*** Reading text
From your study of the two-body problem and gravitational potential energy, you know that gravity between two point masses produces a clean, predictable orbit. Tidal forces emerge when we drop the point-mass approximation and recognize that real bodies have finite size. The side of a moon facing its planet is closer to the planet than the far side, so it feels a stronger gravitational pull. This differential force across the body — not the absolute force — is the tidal force, and it stretches the body along the line connecting the two objects while compressing it perpendicular to that line, creating the characteristic tidal bulge.
The consequences of tidal forces depend critically on whether the body's rotation is synchronized with its orbit. Imagine a moon rotating faster than it orbits: its tidal bulge, raised by the planet's gravity, gets carried slightly ahead of the line connecting the two bodies because the moon's rotation sweeps the bulge forward. The planet's gravity then pulls back on this displaced bulge, creating a tidal torque that slows the moon's rotation. Energy is dissipated as friction inside the moon (the bulge is constantly being raised, displaced, and dragged back), and angular momentum is transferred from the moon's spin to its orbit. This process continues until the moon's rotation period exactly matches its orbital period — a state called tidal locking. Our Moon is tidally locked to Earth, which is why we always see the same face. Given enough time, the same process would lock Earth's rotation to the Moon's orbit, though this would take far longer than the age of the solar system.
Tidal locking is an endpoint, but the journey there produces remarkable effects. Tidal heating occurs when a body's orbit is eccentric — even if rotationally locked, the varying distance means the tidal bulge changes size and orientation throughout the orbit, flexing the interior and generating heat through friction. Jupiter's moon Io is the most dramatic example: gravitational interactions with Europa and Ganymede maintain Io's orbital eccentricity, and the resulting tidal flexing produces enough internal heat to drive the most volcanically active surface in the solar system. Europa's subsurface ocean is likely maintained by the same tidal heating mechanism, making tidal forces relevant not just to orbital dynamics but to questions of habitability.
The angular momentum transfer in tidal interactions also reshapes orbits over geological time. In the Earth-Moon system, tidal friction in Earth's oceans transfers angular momentum from Earth's rotation to the Moon's orbit, causing Earth's day to lengthen by about 2.3 milliseconds per century and the Moon to recede by roughly 3.8 centimeters per year. Running this process backward, the Moon was much closer to Earth in the past and Earth rotated much faster. Tidal forces also circularize orbits: an eccentric orbit dissipates more energy at closest approach (where tidal forces are strongest), and energy dissipation without angular momentum loss drives eccentricity toward zero. This explains why close-in moons and many short-period exoplanets have nearly circular orbits despite potentially forming on eccentric ones.
******
*** Data listing
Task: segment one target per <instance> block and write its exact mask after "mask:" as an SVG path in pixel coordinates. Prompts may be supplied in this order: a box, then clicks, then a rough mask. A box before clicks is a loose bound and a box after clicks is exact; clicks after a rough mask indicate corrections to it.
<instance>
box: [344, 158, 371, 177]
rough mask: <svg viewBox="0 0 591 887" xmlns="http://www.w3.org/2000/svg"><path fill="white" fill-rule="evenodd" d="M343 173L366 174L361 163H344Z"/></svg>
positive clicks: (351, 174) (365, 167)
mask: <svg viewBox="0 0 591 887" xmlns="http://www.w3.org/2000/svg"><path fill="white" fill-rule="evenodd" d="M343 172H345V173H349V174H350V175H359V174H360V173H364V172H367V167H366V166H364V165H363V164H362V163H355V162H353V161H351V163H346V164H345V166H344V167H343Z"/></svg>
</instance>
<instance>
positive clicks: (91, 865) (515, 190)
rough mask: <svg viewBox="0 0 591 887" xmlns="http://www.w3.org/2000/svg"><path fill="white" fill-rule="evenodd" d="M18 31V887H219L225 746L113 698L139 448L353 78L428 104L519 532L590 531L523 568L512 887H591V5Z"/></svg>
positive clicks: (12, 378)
******
Exercise requirements:
1. Condense the paragraph in the passage on tidal forces that begins "The angular momentum transfer in tidal interactions" into a short bulleted list that keeps its main facts.
2. According to the passage on tidal forces, what keeps Io's orbit eccentric?
3. Copy the passage on tidal forces word for word from "Tidal locking is" to "questions of habitability.".
The records have no role in this work.

Answer set:
1.
- Tidal angular momentum transfer reshapes orbits over geological time.
- In the Earth-Moon system, tidal friction in Earth's oceans moves angular momentum from Earth's rotation to the Moon's orbit.
- As a result, Earth's day lengthens by about 2.3 milliseconds per century, and the Moon recedes by roughly 3.8 centimeters per year.
- In the past, the Moon was much closer to Earth, and Earth rotated much faster.
- Tidal forces also circularize orbits. An eccentric orbit loses more energy at closest approach, and losing energy without losing angular momentum pushes eccentricity toward zero.
- This is why close-in moons and many short-period exoplanets have nearly circular orbits, even if they formed on eccentric ones.

2. Gravitational interactions with Europa and Ganymede keep Io's orbit eccentric.

3.
Tidal locking is an endpoint, but the journey there produces remarkable effects. Tidal heating occurs when a body's orbit is eccentric — even if rotationally locked, the varying distance means the tidal bulge changes size and orientation throughout the orbit, flexing the interior and generating heat through friction. Jupiter's moon Io is the most dramatic example: gravitational interactions with Europa and Ganymede maintain Io's orbital eccentricity, and the resulting tidal flexing produces enough internal heat to drive the most volcanically active surface in the solar system. Europa's subsurface ocean is likely maintained by the same tidal heating mechanism, making tidal forces relevant not just to orbital dynamics but to questions of habitability.